Except for the pictures, retype the records that follow exactly.
======== RECORDS SHOWN
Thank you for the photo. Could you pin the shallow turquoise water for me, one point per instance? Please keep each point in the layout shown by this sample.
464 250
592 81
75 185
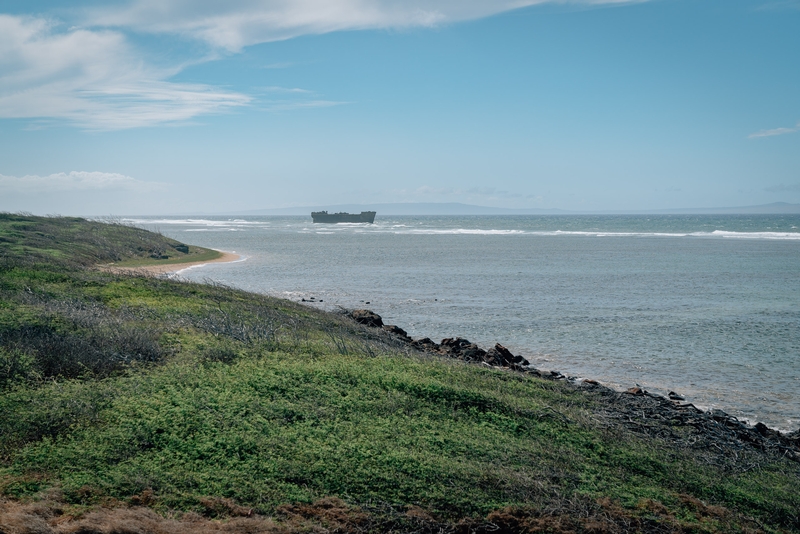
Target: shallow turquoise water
708 306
================
ANSWER FOR THE TASK
Thank you for the photo. Could you pin the shallow turquoise water for me, one point per instance? Please keep each point in the layout shown by this sample.
464 250
592 81
75 185
Target: shallow turquoise water
708 306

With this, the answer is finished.